| ФРАГМЕНТ ТЕКСТА |
◆ ◆ ◆ ◆
Столетие Платонова совпало с его апогеем – в астрономическом смысле. Храни нас Господь, увидеть его в перигее… И, во всяком случае, надо попытаться до той поры успеть многое сделать.
Чехи и война
На протяжении последних пяти столетий отношения чехов с большим миром преимущественно страдательные – они не творят больше Историю, а ее претерпевают. Об этом, каждый на свой лад, говорят три значительнейшие писателя, порожденные этой землей, – Кафка, Гашек и Чапек. И не имеет значения, что Кафка являлся австровенгерским сефардом (западным евреем), писавшем загадочные притчи на «хох дойче» («высоком немецком» – немецком литературном языке). В первую очередь он был и остается пражанином. Как и куда более простонародный автор комического эпоса о бравом солдате Швейке, который кое-кто из чешских патриотов возненавидел: что это за эпос, где героем является полуидиот и дезертир?! Чапек был удачливее, что называется, «позитивнее», и поэтому имел прижизненную славу, какая Кафке с Гашеком не снилась. Но не зря еще два тысячелетия назад Платон заметил, что творения здравомысленных затмятся творениями неистовых, что и произошло с книгами Чапека. Потому что трудно быть великим чешским писателем.
Начнем издалека, с экскурса в историю.
◆ ◆ ◆ ◆
(Записи набора данных)
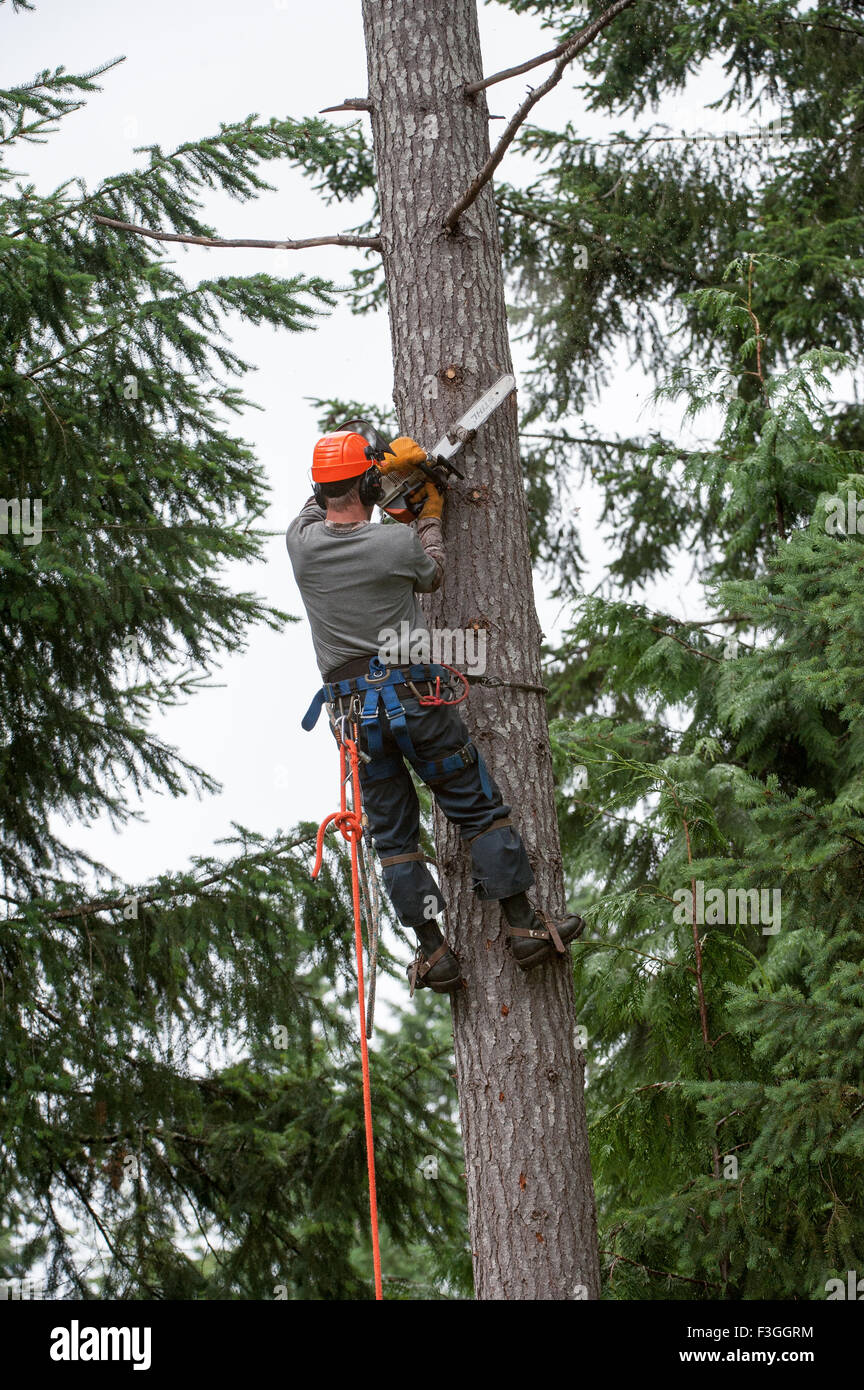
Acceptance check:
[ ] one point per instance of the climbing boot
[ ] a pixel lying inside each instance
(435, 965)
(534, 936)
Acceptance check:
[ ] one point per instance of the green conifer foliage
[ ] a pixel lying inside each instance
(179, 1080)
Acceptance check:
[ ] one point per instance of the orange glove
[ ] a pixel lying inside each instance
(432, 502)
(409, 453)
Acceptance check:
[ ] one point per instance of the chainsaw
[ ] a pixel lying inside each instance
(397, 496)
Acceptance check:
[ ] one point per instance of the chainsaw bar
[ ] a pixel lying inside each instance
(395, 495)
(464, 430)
◆ ◆ ◆ ◆
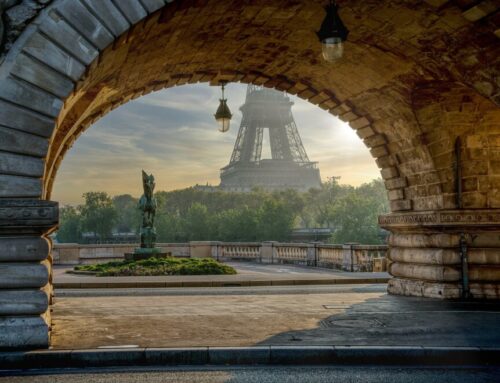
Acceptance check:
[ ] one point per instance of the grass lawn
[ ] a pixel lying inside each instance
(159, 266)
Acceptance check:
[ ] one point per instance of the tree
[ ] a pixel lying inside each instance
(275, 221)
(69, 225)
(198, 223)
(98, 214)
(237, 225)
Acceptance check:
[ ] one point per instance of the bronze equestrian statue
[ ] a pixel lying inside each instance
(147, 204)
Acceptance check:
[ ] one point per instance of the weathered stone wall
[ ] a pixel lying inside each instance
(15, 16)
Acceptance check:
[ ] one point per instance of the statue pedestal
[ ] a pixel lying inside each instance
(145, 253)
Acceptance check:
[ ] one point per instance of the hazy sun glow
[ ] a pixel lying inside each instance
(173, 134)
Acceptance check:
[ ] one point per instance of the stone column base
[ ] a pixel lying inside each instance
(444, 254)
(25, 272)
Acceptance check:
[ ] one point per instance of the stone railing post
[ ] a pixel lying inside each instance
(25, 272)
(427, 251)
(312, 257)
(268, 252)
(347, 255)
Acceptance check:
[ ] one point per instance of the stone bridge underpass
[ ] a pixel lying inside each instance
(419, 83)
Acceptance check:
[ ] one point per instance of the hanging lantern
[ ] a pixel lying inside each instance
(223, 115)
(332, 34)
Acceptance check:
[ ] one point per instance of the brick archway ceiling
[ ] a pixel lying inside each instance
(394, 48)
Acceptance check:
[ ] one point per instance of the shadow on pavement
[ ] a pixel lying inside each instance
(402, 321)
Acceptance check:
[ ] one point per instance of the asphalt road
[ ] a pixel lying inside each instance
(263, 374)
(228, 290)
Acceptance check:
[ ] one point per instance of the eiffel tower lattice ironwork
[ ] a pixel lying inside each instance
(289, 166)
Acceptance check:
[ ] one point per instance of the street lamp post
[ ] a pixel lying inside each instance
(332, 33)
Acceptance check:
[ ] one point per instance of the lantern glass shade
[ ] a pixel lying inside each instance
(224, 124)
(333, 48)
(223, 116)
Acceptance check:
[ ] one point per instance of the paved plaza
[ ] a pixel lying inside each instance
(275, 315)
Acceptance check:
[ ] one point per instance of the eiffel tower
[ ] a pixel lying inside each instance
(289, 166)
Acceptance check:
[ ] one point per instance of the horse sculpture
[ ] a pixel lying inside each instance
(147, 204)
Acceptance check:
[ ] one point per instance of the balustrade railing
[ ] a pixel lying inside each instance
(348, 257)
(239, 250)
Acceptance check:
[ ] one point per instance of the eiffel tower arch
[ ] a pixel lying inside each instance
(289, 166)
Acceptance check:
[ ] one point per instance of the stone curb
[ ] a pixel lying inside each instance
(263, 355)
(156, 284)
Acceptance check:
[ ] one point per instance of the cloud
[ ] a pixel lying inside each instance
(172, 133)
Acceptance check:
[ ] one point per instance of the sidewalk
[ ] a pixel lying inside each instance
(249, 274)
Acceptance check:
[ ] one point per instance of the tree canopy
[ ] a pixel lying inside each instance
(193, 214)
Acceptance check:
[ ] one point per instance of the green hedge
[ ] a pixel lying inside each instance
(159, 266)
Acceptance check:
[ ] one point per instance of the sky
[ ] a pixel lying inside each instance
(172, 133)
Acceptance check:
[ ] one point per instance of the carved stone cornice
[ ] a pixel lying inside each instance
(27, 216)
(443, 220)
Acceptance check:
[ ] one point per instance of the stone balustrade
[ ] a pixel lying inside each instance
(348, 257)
◆ ◆ ◆ ◆
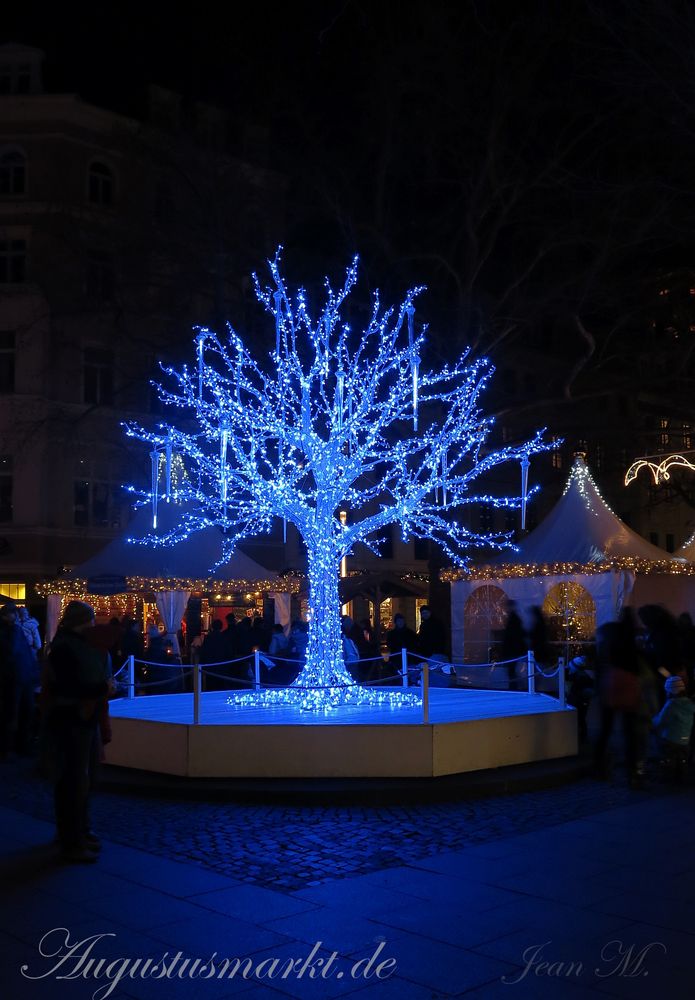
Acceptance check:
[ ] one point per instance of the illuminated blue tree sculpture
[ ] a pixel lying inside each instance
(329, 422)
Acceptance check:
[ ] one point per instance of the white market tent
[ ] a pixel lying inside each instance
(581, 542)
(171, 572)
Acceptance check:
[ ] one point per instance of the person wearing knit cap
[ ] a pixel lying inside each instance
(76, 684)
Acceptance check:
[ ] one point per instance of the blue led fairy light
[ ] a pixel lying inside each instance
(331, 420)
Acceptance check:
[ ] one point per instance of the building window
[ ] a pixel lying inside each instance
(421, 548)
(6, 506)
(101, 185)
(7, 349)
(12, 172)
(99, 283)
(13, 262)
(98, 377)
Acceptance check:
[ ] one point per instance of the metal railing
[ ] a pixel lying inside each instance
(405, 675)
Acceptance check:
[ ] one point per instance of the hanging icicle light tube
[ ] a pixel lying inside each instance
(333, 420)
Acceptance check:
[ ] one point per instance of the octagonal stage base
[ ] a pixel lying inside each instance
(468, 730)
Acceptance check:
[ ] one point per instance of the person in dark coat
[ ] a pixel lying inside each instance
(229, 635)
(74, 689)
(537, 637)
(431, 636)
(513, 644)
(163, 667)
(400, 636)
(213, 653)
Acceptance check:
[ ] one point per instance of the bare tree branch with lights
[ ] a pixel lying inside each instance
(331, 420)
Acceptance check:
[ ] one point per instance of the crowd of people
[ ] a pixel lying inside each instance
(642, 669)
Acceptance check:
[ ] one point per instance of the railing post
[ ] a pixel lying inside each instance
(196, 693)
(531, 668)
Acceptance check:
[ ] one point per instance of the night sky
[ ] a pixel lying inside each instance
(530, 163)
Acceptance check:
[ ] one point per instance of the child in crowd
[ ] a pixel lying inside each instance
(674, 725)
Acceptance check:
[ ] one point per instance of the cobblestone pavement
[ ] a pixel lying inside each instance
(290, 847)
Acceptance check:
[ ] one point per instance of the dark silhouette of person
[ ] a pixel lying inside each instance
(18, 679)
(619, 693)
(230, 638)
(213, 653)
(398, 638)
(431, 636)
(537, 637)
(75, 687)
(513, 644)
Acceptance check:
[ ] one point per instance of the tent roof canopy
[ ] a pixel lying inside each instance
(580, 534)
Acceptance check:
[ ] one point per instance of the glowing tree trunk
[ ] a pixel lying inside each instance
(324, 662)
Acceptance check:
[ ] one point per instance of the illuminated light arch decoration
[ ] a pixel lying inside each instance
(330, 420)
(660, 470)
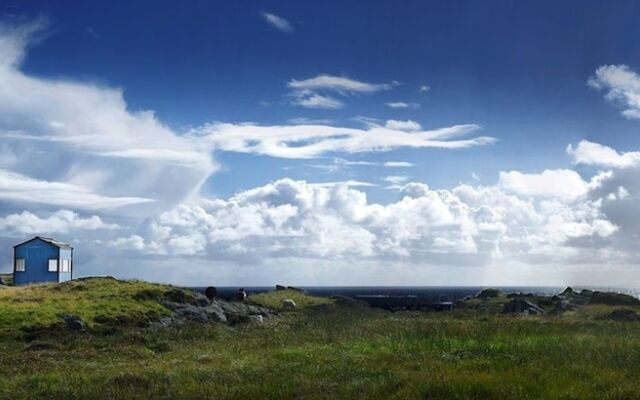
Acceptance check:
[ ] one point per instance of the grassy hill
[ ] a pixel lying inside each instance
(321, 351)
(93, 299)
◆ ◆ ◆ ◆
| ЦЕЛЬ УПРАЖНЕНИЯ |
Какие три писателя, согласно фрагменту текста, каждый на свой лад говорят о страдательных отношениях чехов с большим миром? Отвечайте, опираясь только на фрагмент текста.

| ГОТОВОЕ РЕШЕНИЕ |
Кафка, Гашек и Чапек.